Next you will ask for a picture of me with a newspaper to see if the ID is mine.
Privacy.

slippery slope fallacy. cmon bro

MEGACHE3SE

tygxc making wild predictions that dont match reality as per usual.

MEGACHE3SE

the original question was to name even a single math proof class he'd taken, which he refused to do.

MEGACHE3SE
tygxc wrote:

@12584

"if draw then it perfect game"
++ No, that is not what I say.
If you toss a coin and it lands heads, then it may be a fair coin.
If you toss a coin 116 times and it lands heads 116 times, then it is a loaded coin.

you assume the games are coin tosses to begin with lmfao thats such an obvious fallacy

tygxc

@12576

"ESTIMATES reached are UNCERTAIN"
++ Monte Carlo methods allow to calculate nearly all mathematical problems e.g. calculate pi to any precision, no more or less than series expansions.
Labelle used a Monte Carlo method to calculate a lower bound of 10^29241 for the number of possible chess games.

Elroch

No, they allow estimation WITH UNCERTAINTY. They do not prove anything. In fact the estimates for pi you describe would have a finite probability of being wrong even for the first digit (if we didn't know that digit was correct by actual calculations, such as Ramanujan's formula for pi. THIS is a calculation:

The thing that makes it so is being able to achieve any absolute bound on the error. Monte Carlo methods can achieve a given error with a given probability that is less than 1. That means a finite probability of any given error. For example, a Monte Carlo method can get an estimate for pi with a probability of 1e-12 that it is more than 0.1 wrong. Or a probability of 1e-24 that it is more than 0.1 wrong. But never a probability of 0 that it is more than 0.1 wrong.

That being said, I would respect a valid statistical result relating to the solution of chess. It would not be a solution, but it would be something. We have not seen a single such result: you keep repeating a result that is absurdly flawed.

MEGACHE3SE

wow, citing the use of an estimation function in an estimation, such proof of it being not just an estimation. wow tygxc. you're really convincing everybody.

MEGACHE3SE
tygxc wrote:

@12584

"if draw then it perfect game"
++ No, that is not what I say.
If you toss a coin and it lands heads, then it may be a fair coin.
If you toss a coin 116 times and it lands heads 116 times, then it is a loaded coin.

id like to add that the equivalent statement to the chess games is only that it is likely that future iccf games are drawn.

you assign cause to WHY the games are drawn off of only claims that the games are likely to be drawn.

tygxc

@12601

"they allow calculation WITH UNCERTAINTY"
++ So what. They answer questions and yield results. How many chess positions are legal?
(4.82 +- 0.03) * 10^44 that is certainly more useful than an agnostic 'we do not know'.

"They do not prove anything." ++ They can prove pi = 3.141592654... to any precision.

"a valid statistical result relating to the solution of chess"
++ These are facts: 116 games strongest chess on the planet, human + engines, 5 days/move
Conclusions:

  1. Chess is a draw, confirming the white initiative, an advantage of +1 tempo = +1/3 pawn is not enough to win, also as each further move dilutes the advantage.

SUPPLIED DATA =>
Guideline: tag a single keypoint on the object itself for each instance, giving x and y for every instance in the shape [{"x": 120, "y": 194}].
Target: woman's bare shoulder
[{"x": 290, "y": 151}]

STATED PROBLEM 1 => Please set down the part of the chess forum thread above that begins at the words "The thing that" and stops after the words "is absurdly flawed.".
STATED PROBLEM 2 => Name each post number cited with an @ sign in the chess forum thread above, listing every number once.
STATED PROBLEM 3 => Continue the chess forum thread from the point where it stops.

TASK OUTPUT 1 =>
The thing that makes it so is being able to achieve any absolute bound on the error. Monte Carlo methods can achieve a given error with a given probability that is less than 1. That means a finite probability of any given error. For example, a Monte Carlo method can get an estimate for pi with a probability of 1e-12 that it is more than 0.1 wrong. Or a probability of 1e-24 that it is more than 0.1 wrong. But never a probability of 0 that it is more than 0.1 wrong.

That being said, I would respect a valid statistical result relating to the solution of chess. It would not be a solution, but it would be something. We have not seen a single such result: you keep repeating a result that is absurdly flawed.

TASK OUTPUT 2 => 12584, 12576, 12601

TASK OUTPUT 3 =>
  2. The 116 games are perfect games with optimal play by both sides.
    Certainty 1 - 1/117² = 99.992%.
  3. The games are part of a weak solution of Chess. As they show not 1, but 5 different strategies to achieve the draw, even if a few (1-2-3) games had a pair of errors, error (?) + missed win (?), then these games could be removed and still a strategy to achieve the draw remains.
tygxc

@12601

The Ramanujan series and other series sum up to infinity. Infinite Monte Carlo steps reach the same precision. I am not arguing that Monte Carlo methods are better or worse than other methods. I argue that Monte Carlo methods, which are inductive, are part of mathematics, and thus that mathematics are not confined to deduction.

MEGACHE3SE
tygxc wrote:

@12601

"they allow calculation WITH UNCERTAINTY"
++ So what. They answer questions and yield results. How many chess positions are legal?
(4.82 +- 0.03) * 10^44 that is certainly more useful than an agnostic 'we do not know'.

lmfao so your response to "this is by definition not a math proof" is "they answer questions and yield results"

that's an obvious fallacy.

"They do not prove anything." ++ They can prove pi = 3.141592654... to any precision.

but it doesnt lol it can only estimate.

"a valid statistical result relating to the solution of chess"
These are facts: 116 games strongest chess on the planet, human + engines, 5 days/move
Conclusions: conclusion isnt a proof, which is explicitly being asked.

  1. Chess is a draw, confirming the white initiative, an advantage of +1 tempo = +1/3 pawn is not enough to win, also as each further move dilutes the advantage. basically just assumes the conclusion is true as justification for why the conclusion is true. completely ignores the possibility of a missed winning line.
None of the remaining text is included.